文献节选.
___

第一章 导论
第一节 理论与现实背景
一 金融服务:金融研究的新视角
金融(Finance)一词自产生以来,其内涵就在一直不断发展和丰富,与之相关的理论和流派也不断推陈出新。时至今日,给金融提供一个明确统一的概念已经变得非常困难,众多不同的理论体系也难以融合到一个统一的框架中去。在一定程度上甚至可以认为,这种概念内涵的模糊不清和理论体系的纷繁芜杂还影响了金融学的学科建设。
关于金融的内涵,黄达(2001)在《金融学学科建设设想》的第二部分“什么是金融——‘金融’与‘FINANCE'”中,对中文“金融”这个词所涵盖的范围、金融的口径、国外Finance的用法进行了详细的考证和说明,并概括性地提出两点意见:①对金融范畴的内涵和外延见解不同,是客观存在的,并有其客观原因,期望“定于一尊”并不现实;②大多数人不应陷于范畴界说、学科体系设计的议论之中,关键在于金融学科内容的建设。
对于金融研究的理论流派,江其务(2002a)指出目前国际上金融学发展有两大学派,一是传统经济学院的金融学模式,以米什金(Frederic S. Miskin)教授为首的一批知名金融学家为代表,他们从宏观经济学视角来审视和研究货币、银行、金融市场在宏观经济中的作用、传导机制,研究金融在现代经济中的核心作用。另一大流派是商学院模式的金融理论,最有影响的代表人物是博迪(Zvi Bodie)和默顿(Robert C. Merton)两位教授,他们以微观金融资源配置为研究对象,研究居民、企业利用金融工具,从事经济决策,找寻规避风险,实现收益最大的方法和技术,称为金融功能观理论,这种理论更接近于管理学。
从学科构建的角度来看,我们姑且可以把与上述两种流派对应的学科体系分别称为“货币经济学”和“金融经济学”。对于后者,可以用《新帕尔格雷夫经济学大辞典》(第二卷,第345页)对“金融”一词的阐述来作为注释。
金融以其不同的中心点和方法论而成为经济学的一个分支。其基本的中心点是资本市场的运营、资本资产的供给和定价;其方法论是使用相近的替代物给金融契约和工具定价。金融不是研究实务经济中所发生的问题,因此也不是在静态和确定性世界中所发生的问题……但是,一旦引入时间因素,交易就形成了两个方面。当达成贷款协议时,为了保证偿还,数量和条件都记录在案。在债务首次交易时刻,资本市场和金融学科便产生了。

___

练习任务.
1) 在这段讨论金融内涵的文献节选中,商学院模式金融理论最有影响的代表人物是哪两位?
2) 请接着这段关于金融内涵与学科流派的文献节选的最后一句往下续写。

所给数据.
___

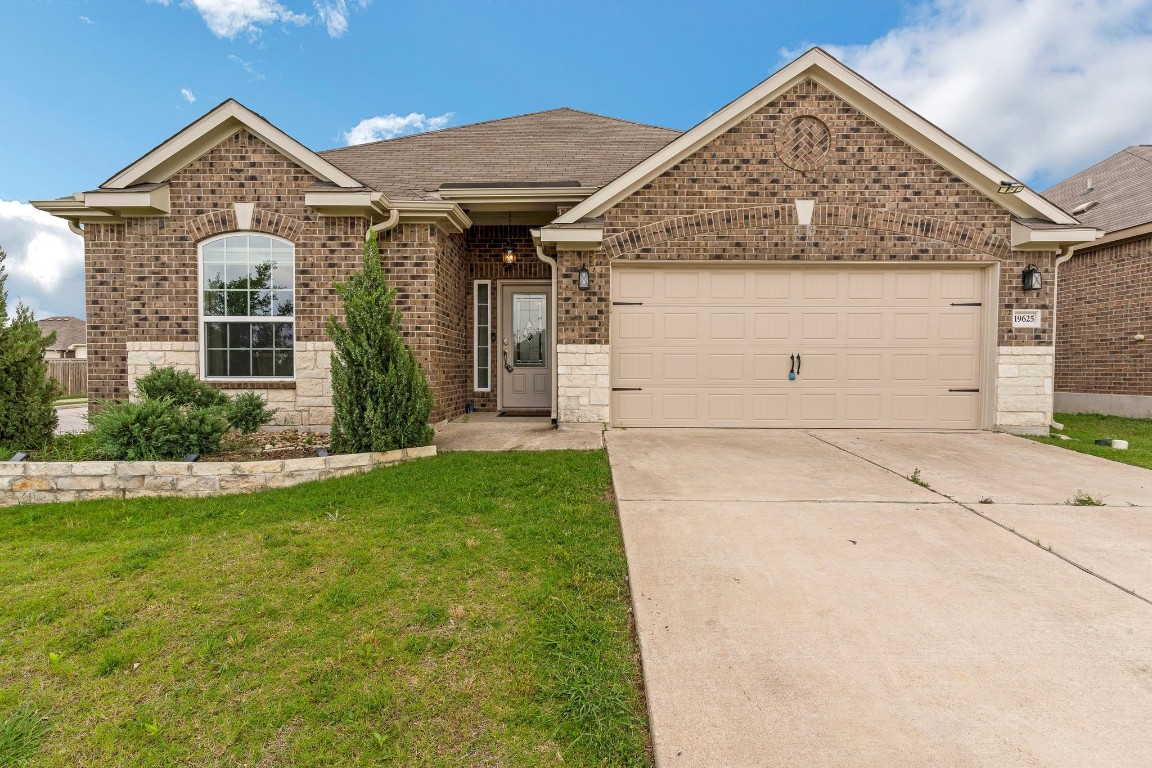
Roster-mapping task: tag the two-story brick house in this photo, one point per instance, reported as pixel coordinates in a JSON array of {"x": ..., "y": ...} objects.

___

逐题答案.
1) 博迪(Zvi Bodie)和默顿(Robert C. Merton)两位教授。

2)
从马克思的货币是“发展一切生产力即物质生产力和精神生产力的主动轮”和货币“在社会生产力的世纪发展中成为如此强大的工具”的论述到货币增长理论,人们对货币的功能和作用进行了大量深入研究,由此也产生了货币经济学这一学科(王颖捷,2004)。在国外,以“货币经济学”命名的著作多达数十种(陈享光,2000),国内对货币经济学的研究也比较多,这其中第一本以“货币经济学”为名的专著应该是盛松成、施兵超和陈建安(1992)对西方货币经济理论的介绍和研究。关于货币经济学的研究内容,在由本杰明·M.弗里德曼和弗兰克·H.哈恩(2002)主编的《货币经济学手册》中强调了“货币经济学的许多内容专注于货币本身的功能”,但同时也指出,“近年来的一个重要发展——至今仍在进行当中——就是要将金融经济学与货币经济学之间任何见得到的障碍都拆除”。
上述论述和体系构建无疑有其内在的逻辑和合理性,并且在总体上基本涵盖了金融研究的主要范围。此外,它们还有一个共同的特点是把金融作为一种制度和框架,“金融是现代经济的核心”正是对这一特征的高度概括。曾任中国人民银行行长的戴相龙(2003)明确表示,“金融是现代经济的核心”中的“金融”不是指金融中的某一个或某一些构成要素,而是指由所有要素构成的金融体制,正是这种金融体制的有效运行在现代经济中发挥了核心作用。现代市场经济条件下,一个功能齐全的金融体制主要由相互联系的六大要素组成,它们相互依存、相互作用,构成了一套完整的金融体制。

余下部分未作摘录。